Excerpt provided:
★ ★ ★
After looking on Kernel.log, looks like I had raid card failure and data
was not stored properly on one of disks (/dev/sde).
Btrfs didn't recognized disk failure and keep trying to write data until
reboot.
Some other tests after reboot shows that /dev/sde has generation 9095
and other 4 disks have 9096.
This case shows that btrfs does not recognize and does not handle such
errors. It probably need to be included as RAID cards can fail....
But more important, that btrfs cannot recover automatically when one
disk lost some data.
The next question how to roll back to generation 9095?
On 06/04/2012 10:08 AM, Maxim Mikheev wrote:
Disks were connected to RocketRaid 2760 directly as JBOD.
There is no LVM, MD or encryption. I used plain disks directly.
The file system was 55% full (1.7TB from 3TB for each disk).
★ ★ ★
Records for this exercise:
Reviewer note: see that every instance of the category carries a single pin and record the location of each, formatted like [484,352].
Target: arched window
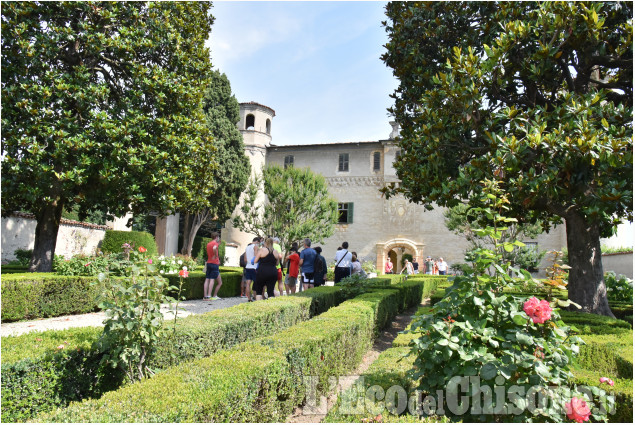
[250,123]
[376,161]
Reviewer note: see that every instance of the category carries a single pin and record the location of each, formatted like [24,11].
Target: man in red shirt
[294,268]
[212,272]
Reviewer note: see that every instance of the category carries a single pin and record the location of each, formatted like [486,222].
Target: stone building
[375,227]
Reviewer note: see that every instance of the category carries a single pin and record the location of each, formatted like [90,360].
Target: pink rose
[538,310]
[578,410]
[607,380]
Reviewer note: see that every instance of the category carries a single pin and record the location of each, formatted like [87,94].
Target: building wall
[18,232]
[381,225]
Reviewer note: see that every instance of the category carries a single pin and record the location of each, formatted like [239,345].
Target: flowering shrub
[618,288]
[134,320]
[173,264]
[479,336]
[578,410]
[538,311]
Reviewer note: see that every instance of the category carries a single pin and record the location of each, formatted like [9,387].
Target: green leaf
[488,371]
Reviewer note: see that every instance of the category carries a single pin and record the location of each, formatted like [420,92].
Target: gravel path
[96,319]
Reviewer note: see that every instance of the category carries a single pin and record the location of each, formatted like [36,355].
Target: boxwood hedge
[48,378]
[27,296]
[258,381]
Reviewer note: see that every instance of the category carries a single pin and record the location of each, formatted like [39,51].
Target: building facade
[375,227]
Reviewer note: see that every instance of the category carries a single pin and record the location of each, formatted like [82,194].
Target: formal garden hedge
[36,376]
[27,296]
[608,352]
[257,381]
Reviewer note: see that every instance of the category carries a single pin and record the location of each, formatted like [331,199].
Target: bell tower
[255,126]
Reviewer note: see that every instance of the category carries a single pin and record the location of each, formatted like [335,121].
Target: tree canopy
[536,95]
[102,110]
[222,112]
[290,203]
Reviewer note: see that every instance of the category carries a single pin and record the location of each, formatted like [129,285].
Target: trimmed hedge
[250,383]
[259,381]
[39,383]
[29,296]
[113,239]
[36,295]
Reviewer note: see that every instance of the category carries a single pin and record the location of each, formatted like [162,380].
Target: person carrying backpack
[320,268]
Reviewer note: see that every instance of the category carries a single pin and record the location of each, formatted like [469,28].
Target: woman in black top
[267,273]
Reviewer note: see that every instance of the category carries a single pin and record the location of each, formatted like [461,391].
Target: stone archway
[399,246]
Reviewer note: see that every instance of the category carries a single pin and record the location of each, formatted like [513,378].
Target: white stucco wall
[18,232]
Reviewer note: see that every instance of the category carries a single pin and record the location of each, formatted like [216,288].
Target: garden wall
[74,237]
[621,263]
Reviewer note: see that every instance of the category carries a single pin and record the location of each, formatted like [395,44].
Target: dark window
[376,161]
[250,123]
[345,210]
[343,166]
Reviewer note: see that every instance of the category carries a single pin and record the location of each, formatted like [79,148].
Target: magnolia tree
[536,95]
[296,205]
[222,112]
[102,110]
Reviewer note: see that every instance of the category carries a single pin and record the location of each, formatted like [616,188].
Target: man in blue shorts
[212,272]
[307,260]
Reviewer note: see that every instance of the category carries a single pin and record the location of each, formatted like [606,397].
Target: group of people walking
[430,266]
[264,265]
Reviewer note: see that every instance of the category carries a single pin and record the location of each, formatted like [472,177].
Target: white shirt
[346,261]
[250,256]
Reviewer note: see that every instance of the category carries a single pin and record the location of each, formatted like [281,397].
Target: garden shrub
[323,298]
[13,268]
[55,377]
[27,296]
[193,337]
[246,384]
[37,295]
[258,381]
[618,288]
[114,239]
[477,329]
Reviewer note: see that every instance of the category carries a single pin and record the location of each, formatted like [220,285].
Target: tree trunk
[186,248]
[196,221]
[586,277]
[48,224]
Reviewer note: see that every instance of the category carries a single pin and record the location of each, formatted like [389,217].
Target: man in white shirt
[442,266]
[250,268]
[343,260]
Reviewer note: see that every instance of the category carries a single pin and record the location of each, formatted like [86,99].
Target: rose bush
[480,336]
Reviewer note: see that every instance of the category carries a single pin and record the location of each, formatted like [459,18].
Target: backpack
[317,266]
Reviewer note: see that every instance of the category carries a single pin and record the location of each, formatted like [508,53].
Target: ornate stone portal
[395,249]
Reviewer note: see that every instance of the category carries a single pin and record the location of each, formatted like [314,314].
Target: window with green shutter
[345,210]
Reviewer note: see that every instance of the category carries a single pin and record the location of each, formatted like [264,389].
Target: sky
[317,64]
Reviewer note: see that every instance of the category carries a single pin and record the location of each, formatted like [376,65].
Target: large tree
[537,95]
[102,110]
[222,112]
[290,203]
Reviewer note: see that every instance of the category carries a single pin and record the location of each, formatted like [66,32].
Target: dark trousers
[341,273]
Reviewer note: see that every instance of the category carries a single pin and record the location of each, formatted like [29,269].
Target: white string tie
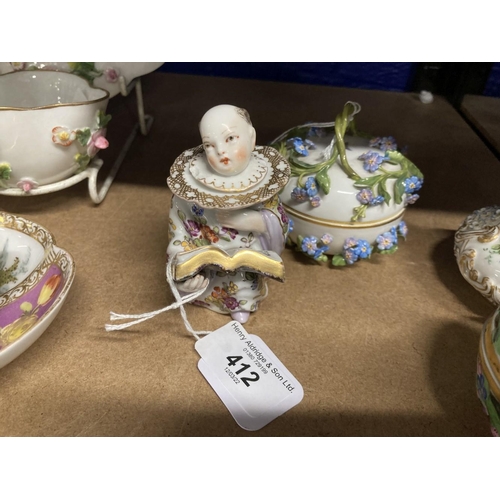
[178,304]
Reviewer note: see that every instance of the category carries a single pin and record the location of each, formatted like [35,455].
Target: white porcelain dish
[105,75]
★ ★ ★
Complete the following:
(1) Which lines in the listing contain the word "tree"? Pick out and copy each of those lines, treating uppercase and lowercase as different.
(2) Could you carry on the post about the btrfs disk failure from the point where it stops?

Results for each task:
(1)
Target: tree canopy
Target: magnolia tree
Target: tree trunk
Target: large tree

(2)
Logs are attached.
The error happens at May 29, 13:55.
Log contain errors on May 27 for ZFS, It is why I decided to switch to
btrfs. On the moment of failure, no ZFS was installed in the system.
On 06/04/2012 09:03 AM, Stefan Behrens wrote:
On Mon, 04 Jun 2012 08:26:43 -0400, Maxim Mikheev wrote:
It was a kernel panic from btrfs.
I had around 40 parallel processes of reading/writing.
Do you have a stack trace for this kernel panic, something with the term
"BUG", "WARNING" and/or "Call Trace" in /var/log/kern.log or
/var/log/syslog (or in the old /var/log/syslog.?.gz
/var/log/kern.log.?.gz)?
And are the disks connected via USB or how?
Is there an MD, LVM or encryption layer below btrfs in your setup?
Was the filesystem almost full?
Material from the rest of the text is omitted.